» EXCERPT PROVIDED
Cerebral palsy is caused by a problem with the brain that happens before, during or soon after birth.
The brain can either being damaged or not develop normally, although the exact cause is not always clear.
Cerebral palsy is usually caused by a problem that affects the development of a baby's brain while it's growing in the womb.
- damage to part of the brain called white matter, possibly as a result of a reduced blood or oxygen supply – this is known as periventricular leukomalacia (PVL)
- an infection caught by the mother – such as cytomegalovirus, rubella, chickenpox or toxoplasmosis
- a stroke – where there's bleeding in the baby's brain or the blood supply to their brain is cut off
- an injury to the unborn baby's head
Cerebral palsy can also sometimes be caused by damage to a baby's brain during or shortly after birth.
For example, it can be due to:
- the brain temporarily not getting enough oxygen (asphyxiation) during a difficult birth
- an infection of the brain, such as meningitis
- a serious head injury
- choking or nearly drowning, resulting in the brain not getting enough oxygen
- a very low blood sugar level
- a stroke
Some things can increase a baby's risk of being born with cerebral palsy including:
- being born prematurely (before the 37th week of pregnancy) – babies born at 32 weeks or earlier are at a particularly high risk
- having a low birthweight
- being part of a multiple birth, such as a twin or triplet
- the mother smoking, drinking a lot of alcohol, or taking drugs such as cocaine, during pregnancy
Your doctor may recommend your baby has regular check-ups to look for symptoms of cerebral palsy during the first 2 years of their life if they have an increased risk of developing the condition.

» RECORDED DATA

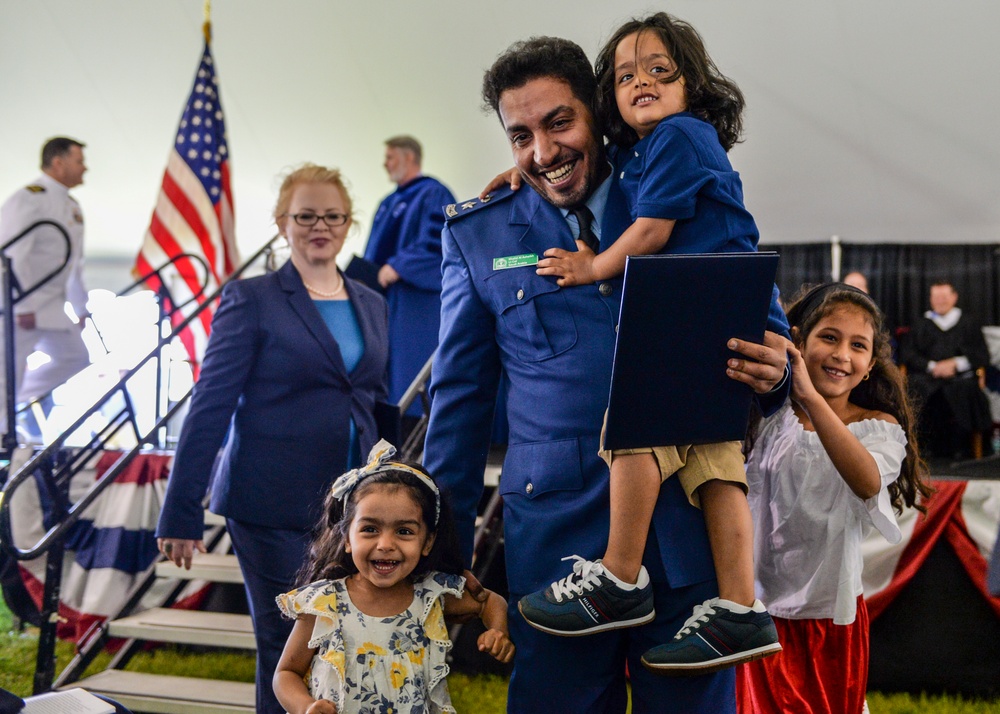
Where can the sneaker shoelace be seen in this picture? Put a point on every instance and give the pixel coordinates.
(702, 614)
(585, 577)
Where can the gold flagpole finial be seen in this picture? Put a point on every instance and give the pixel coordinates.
(207, 27)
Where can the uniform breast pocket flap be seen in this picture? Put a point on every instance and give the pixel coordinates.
(533, 313)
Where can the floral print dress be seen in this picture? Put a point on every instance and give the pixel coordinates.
(378, 665)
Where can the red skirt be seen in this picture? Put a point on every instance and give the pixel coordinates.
(822, 669)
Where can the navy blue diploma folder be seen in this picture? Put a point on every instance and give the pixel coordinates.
(669, 384)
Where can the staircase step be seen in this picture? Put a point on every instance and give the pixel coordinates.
(192, 627)
(161, 694)
(214, 567)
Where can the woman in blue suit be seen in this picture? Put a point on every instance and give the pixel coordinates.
(295, 365)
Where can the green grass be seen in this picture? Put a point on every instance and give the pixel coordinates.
(483, 694)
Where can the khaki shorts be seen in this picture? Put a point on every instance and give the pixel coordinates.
(694, 464)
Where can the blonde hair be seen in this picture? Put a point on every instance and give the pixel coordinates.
(309, 173)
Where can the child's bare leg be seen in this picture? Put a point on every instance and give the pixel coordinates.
(730, 535)
(635, 485)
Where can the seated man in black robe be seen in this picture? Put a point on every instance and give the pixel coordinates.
(942, 352)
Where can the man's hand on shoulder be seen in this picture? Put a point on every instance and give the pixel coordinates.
(766, 365)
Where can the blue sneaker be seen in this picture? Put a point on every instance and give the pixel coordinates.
(715, 638)
(588, 601)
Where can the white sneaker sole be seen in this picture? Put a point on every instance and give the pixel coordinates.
(615, 625)
(681, 669)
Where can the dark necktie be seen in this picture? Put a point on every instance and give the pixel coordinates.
(585, 218)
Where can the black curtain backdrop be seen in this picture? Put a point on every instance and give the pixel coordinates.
(900, 275)
(800, 264)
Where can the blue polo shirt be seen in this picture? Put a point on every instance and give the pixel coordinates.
(681, 172)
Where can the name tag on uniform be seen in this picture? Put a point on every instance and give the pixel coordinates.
(515, 261)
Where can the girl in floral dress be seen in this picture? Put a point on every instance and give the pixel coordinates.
(369, 632)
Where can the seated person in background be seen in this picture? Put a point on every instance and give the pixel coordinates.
(942, 352)
(857, 280)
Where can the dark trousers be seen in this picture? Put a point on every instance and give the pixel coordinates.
(270, 559)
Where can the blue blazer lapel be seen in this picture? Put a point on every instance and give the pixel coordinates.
(365, 306)
(302, 305)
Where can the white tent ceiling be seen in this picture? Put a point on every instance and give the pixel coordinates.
(869, 119)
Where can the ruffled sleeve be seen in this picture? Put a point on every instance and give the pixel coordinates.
(327, 601)
(429, 591)
(886, 442)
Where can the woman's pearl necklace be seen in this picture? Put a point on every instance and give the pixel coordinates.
(336, 292)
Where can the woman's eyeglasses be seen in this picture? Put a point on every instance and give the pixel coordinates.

» WORK INSTRUCTION
In the text about cerebral palsy causes, what is the name for damage to the part of the brain called white matter?

» EXERCISE RESPONSE
Periventricular leukomalacia (PVL).